* WHAT TO DO *
Every single entry below should be reproduced verbatim.

#### ENTRIES PROVIDED ####

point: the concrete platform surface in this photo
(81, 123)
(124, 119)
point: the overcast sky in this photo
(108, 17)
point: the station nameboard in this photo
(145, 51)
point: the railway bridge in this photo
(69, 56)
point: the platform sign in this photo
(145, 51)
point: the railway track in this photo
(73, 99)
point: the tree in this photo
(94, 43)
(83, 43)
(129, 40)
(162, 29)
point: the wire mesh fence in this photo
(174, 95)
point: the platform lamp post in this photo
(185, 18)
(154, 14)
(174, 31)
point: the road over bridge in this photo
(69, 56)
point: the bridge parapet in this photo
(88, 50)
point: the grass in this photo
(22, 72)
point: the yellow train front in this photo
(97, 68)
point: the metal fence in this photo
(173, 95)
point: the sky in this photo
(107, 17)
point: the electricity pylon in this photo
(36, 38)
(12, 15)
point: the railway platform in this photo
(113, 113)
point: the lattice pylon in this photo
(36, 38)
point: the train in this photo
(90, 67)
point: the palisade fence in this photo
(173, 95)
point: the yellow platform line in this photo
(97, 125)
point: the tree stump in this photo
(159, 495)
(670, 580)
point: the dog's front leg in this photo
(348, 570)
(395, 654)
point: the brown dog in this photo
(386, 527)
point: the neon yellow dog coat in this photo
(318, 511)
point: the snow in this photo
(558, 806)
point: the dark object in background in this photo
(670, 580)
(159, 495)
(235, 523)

####

* TASK ANSWER *
point: the concrete platform surface in this photo
(81, 123)
(124, 119)
point: the overcast sky in this photo
(108, 17)
point: the station nameboard in this photo
(145, 51)
point: the railway bridge in this photo
(69, 56)
point: the platform sign in this photo
(145, 51)
point: the railway track in this photo
(73, 99)
point: the tree in this photo
(94, 43)
(83, 43)
(129, 40)
(162, 29)
point: the wire mesh fence in this photo
(174, 95)
point: the platform lamp post in this photo
(185, 18)
(154, 14)
(174, 31)
point: the road over bridge in this photo
(69, 56)
point: the bridge parapet in this photo
(88, 50)
point: the grass in this photo
(22, 72)
point: the yellow train front in this photo
(97, 68)
point: the metal fence in this photo
(173, 95)
point: the sky in this photo
(107, 17)
point: the electricity pylon in this photo
(36, 38)
(12, 15)
point: the railway platform in this photo
(113, 113)
point: the lattice pylon in this photo
(36, 38)
point: the train in this photo
(90, 67)
point: the palisade fence in this photo
(173, 95)
point: the yellow platform line in this photo
(97, 125)
point: the tree stump in this photo
(159, 495)
(670, 580)
point: the dog's front leg in this photo
(348, 570)
(395, 654)
point: the brown dog in this photo
(386, 527)
point: the neon yellow dog coat in this photo
(318, 511)
point: the snow in this photo
(558, 806)
point: the dark object in background in this photo
(670, 580)
(159, 495)
(235, 523)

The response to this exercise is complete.